Problem to work on: With pictures left out, retype exactly the lines from the one containing "Target — green face paint" through the final line of the entries.

Dataset excerpts:
>>>>>

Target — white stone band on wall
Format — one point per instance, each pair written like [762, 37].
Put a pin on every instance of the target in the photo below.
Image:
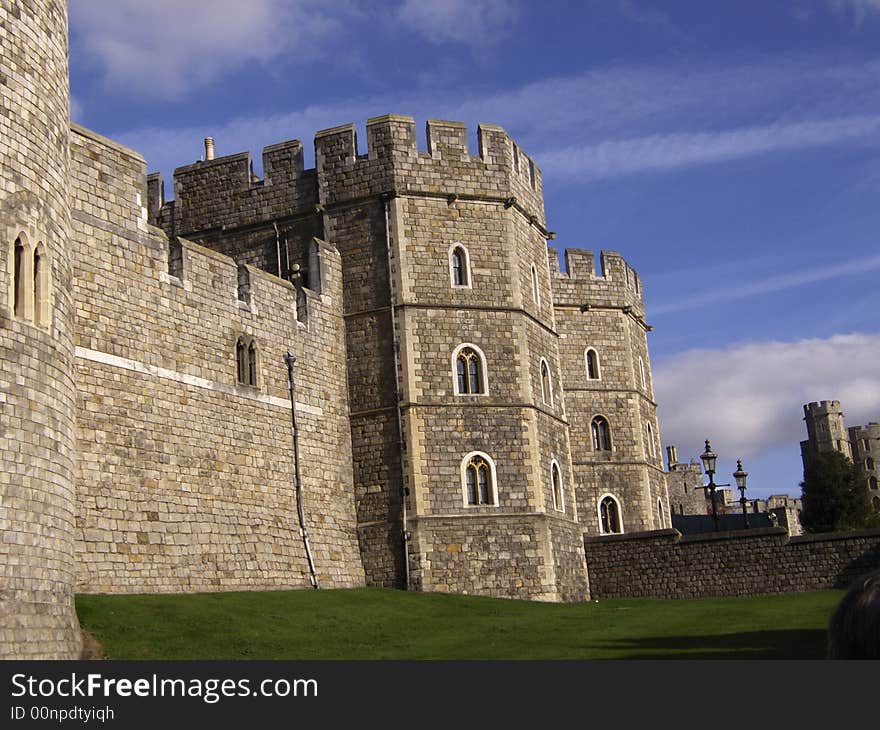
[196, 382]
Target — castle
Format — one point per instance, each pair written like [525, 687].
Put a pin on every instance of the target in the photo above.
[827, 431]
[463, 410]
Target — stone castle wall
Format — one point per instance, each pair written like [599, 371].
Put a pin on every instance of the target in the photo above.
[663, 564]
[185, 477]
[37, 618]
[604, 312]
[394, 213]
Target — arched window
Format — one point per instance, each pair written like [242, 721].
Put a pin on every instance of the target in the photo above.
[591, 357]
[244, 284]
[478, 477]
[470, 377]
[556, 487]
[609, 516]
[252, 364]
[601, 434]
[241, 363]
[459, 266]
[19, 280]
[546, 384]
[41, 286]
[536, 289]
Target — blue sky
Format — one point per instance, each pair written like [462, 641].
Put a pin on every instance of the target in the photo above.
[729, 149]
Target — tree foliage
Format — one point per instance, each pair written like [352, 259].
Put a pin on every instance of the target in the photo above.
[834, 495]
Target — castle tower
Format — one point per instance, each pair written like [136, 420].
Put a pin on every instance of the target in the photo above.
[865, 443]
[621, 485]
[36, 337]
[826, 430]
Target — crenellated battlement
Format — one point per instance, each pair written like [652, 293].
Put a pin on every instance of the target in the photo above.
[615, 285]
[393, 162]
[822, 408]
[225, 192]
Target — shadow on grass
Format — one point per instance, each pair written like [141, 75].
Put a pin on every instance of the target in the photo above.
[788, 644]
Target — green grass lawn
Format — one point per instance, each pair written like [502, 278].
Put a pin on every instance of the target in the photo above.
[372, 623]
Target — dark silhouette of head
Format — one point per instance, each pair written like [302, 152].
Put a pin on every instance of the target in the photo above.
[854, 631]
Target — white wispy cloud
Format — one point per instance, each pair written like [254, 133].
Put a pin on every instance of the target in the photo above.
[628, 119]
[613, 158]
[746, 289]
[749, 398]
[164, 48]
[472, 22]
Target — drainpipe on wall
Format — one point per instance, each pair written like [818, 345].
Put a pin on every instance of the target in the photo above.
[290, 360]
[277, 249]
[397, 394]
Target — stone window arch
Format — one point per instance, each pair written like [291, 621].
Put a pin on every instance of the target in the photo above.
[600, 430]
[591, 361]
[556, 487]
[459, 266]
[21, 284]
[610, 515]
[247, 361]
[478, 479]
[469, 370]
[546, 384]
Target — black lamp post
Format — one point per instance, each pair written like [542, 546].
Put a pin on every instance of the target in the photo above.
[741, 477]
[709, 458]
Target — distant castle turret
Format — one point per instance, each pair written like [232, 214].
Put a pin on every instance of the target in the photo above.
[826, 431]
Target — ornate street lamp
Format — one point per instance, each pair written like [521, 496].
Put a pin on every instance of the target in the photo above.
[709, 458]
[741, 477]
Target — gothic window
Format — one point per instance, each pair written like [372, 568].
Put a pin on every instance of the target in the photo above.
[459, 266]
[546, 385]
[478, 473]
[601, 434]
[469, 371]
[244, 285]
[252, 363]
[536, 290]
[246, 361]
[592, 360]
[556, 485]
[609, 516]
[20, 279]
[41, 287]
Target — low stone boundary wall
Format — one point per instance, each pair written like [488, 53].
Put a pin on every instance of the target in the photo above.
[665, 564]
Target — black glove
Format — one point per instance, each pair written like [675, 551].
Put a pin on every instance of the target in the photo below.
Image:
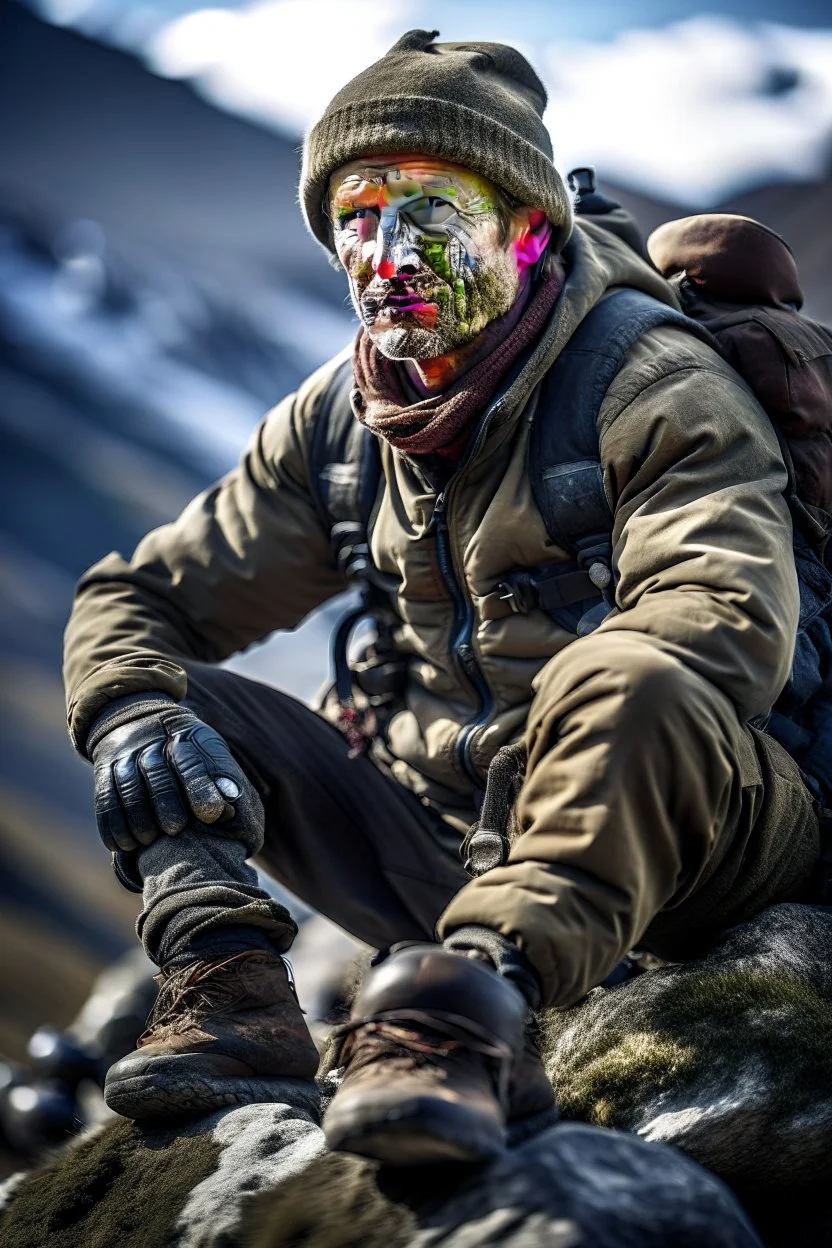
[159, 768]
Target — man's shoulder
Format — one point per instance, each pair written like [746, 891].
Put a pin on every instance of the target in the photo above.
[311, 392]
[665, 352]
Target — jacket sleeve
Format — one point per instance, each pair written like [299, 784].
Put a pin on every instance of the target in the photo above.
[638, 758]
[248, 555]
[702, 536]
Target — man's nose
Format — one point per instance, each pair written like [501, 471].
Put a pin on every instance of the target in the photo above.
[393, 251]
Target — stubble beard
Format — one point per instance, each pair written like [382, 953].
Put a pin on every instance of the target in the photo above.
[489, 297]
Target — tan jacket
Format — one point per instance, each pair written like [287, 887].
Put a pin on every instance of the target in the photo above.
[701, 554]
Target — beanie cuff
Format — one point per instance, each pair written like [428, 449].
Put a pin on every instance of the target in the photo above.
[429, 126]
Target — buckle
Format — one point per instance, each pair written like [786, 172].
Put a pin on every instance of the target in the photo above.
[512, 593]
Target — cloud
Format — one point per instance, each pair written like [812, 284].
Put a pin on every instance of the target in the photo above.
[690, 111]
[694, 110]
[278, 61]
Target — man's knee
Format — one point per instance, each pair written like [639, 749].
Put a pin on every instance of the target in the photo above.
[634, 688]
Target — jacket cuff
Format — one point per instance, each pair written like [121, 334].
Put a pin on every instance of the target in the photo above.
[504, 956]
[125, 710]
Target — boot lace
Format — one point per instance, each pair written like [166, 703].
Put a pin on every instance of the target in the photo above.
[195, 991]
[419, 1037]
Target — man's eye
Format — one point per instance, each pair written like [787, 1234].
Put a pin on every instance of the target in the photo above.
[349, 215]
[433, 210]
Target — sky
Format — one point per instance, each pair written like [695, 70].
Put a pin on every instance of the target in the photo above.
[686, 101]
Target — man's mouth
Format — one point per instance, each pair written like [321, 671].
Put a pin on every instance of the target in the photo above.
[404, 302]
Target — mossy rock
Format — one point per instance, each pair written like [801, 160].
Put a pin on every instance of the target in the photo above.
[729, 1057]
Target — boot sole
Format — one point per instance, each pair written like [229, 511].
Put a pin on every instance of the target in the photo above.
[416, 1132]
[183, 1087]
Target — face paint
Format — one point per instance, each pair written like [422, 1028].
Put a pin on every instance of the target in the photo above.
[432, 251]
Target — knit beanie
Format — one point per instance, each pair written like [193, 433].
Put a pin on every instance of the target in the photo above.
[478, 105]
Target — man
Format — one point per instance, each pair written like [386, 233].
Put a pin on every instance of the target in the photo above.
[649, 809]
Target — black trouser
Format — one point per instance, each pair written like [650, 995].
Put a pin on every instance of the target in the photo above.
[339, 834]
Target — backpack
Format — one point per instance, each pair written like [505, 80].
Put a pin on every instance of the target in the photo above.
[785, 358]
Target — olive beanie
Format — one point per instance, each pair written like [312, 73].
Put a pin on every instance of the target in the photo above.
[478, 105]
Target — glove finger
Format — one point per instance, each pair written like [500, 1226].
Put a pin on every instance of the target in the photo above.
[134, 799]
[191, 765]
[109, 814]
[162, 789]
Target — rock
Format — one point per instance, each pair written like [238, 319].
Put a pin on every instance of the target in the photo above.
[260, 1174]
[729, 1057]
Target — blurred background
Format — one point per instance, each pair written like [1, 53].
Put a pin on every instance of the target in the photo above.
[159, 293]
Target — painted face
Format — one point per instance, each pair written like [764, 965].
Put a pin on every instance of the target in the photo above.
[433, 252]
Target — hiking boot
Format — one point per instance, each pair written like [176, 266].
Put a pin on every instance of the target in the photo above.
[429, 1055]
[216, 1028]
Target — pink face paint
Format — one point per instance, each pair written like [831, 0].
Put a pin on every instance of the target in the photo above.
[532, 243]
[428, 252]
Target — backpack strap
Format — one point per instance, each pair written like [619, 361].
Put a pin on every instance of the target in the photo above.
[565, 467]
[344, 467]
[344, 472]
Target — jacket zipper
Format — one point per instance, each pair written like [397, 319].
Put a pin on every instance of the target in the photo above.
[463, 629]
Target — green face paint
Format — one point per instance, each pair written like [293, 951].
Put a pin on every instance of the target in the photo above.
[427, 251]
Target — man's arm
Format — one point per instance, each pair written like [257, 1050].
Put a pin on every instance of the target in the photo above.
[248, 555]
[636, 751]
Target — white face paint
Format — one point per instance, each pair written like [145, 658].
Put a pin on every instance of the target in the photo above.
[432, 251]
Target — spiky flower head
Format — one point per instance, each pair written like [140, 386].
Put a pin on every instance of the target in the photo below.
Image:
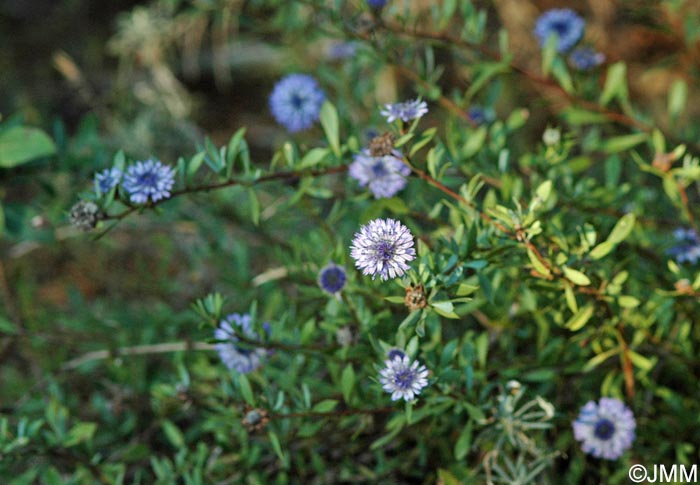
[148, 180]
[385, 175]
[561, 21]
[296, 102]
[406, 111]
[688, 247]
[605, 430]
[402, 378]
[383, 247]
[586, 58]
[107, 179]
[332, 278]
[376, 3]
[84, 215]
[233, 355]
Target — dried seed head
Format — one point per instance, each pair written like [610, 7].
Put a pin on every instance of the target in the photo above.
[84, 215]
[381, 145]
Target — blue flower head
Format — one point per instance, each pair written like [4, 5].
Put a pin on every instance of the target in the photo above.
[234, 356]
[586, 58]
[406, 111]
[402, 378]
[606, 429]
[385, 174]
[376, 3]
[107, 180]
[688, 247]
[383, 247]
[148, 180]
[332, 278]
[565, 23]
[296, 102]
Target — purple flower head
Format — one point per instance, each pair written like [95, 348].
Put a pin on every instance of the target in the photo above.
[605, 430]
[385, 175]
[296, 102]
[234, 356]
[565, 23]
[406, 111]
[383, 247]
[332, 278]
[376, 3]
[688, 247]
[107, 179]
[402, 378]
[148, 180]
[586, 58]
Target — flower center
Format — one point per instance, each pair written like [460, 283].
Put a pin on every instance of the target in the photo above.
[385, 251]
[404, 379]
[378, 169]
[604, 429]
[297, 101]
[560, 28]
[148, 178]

<<<<<

Task answer:
Target — green face paint
Format — one point per instance, each pair written like [293, 951].
Put a pin on every instance of the target in the photo above.
[427, 251]
Target — man's arm
Format — one point per instance, each pair written like [257, 1050].
Put a pin on every instance of the target in the photo above.
[248, 555]
[636, 751]
Target — white face paint
Format — one point per instance, each pair written like [145, 658].
Put a pin on every instance of the target in the photo above.
[432, 251]
Target — spiky flower head
Format — one point per instance, each pair written like [140, 386].
Put a pin on every instance of the target in the photo below.
Image:
[148, 180]
[385, 175]
[561, 21]
[296, 102]
[406, 111]
[688, 247]
[605, 430]
[402, 378]
[383, 247]
[586, 58]
[107, 179]
[332, 278]
[376, 3]
[84, 215]
[233, 355]
Target — dried seed head
Format — one point per instance, each pair written like [610, 7].
Put a pin on every instance of the target in the photo above.
[84, 215]
[381, 145]
Target — blue flower head
Format — one point per instance, each pair written like [4, 5].
Put a pin on every instance of the target in the photo above.
[234, 356]
[586, 58]
[406, 111]
[402, 378]
[606, 429]
[385, 174]
[376, 3]
[107, 180]
[688, 247]
[383, 247]
[148, 180]
[332, 278]
[565, 23]
[296, 102]
Target — purple flower head
Format — one point per instance, each pair written like [95, 348].
Put a pin on every instance of the target in the photo above.
[605, 430]
[385, 175]
[296, 102]
[234, 356]
[565, 23]
[406, 111]
[383, 247]
[332, 278]
[376, 3]
[688, 247]
[107, 179]
[402, 378]
[148, 180]
[586, 58]
Target — flower center
Format — one point per instance, each pair written like [460, 283].
Put a pin on every instance of the target in the photo above.
[385, 251]
[404, 379]
[378, 169]
[604, 429]
[297, 101]
[560, 28]
[148, 178]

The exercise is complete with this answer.